* **Requirements**:
Report each line of the material below that contains the string "leaf", copying every such line in full.

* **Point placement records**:
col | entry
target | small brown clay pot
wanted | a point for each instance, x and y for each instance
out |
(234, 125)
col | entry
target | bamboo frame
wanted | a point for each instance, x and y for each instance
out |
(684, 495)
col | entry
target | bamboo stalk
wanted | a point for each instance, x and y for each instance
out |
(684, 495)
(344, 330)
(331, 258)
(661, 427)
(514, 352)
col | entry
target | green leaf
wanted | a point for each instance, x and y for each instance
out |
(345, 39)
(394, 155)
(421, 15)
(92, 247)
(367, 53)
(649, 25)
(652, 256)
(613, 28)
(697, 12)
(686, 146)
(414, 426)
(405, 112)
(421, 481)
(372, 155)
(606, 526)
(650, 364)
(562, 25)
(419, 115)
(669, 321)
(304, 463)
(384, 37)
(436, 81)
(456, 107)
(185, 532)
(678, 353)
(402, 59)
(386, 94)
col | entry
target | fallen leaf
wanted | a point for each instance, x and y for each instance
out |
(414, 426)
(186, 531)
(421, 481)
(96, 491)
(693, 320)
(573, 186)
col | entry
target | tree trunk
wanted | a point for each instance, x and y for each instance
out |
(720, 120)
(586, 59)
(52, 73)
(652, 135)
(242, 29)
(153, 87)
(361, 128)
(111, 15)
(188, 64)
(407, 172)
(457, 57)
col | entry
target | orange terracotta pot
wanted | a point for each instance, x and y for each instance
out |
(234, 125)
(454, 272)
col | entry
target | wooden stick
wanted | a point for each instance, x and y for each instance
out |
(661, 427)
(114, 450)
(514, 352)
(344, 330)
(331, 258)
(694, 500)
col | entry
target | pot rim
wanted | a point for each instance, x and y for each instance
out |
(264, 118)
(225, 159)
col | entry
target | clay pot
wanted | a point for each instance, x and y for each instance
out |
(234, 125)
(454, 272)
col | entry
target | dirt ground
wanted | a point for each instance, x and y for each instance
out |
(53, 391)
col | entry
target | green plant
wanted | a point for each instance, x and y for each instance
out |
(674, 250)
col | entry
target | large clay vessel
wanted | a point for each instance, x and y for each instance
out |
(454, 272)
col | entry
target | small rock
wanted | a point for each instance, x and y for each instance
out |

* **Task result**:
target | green leaf
target | fallen leaf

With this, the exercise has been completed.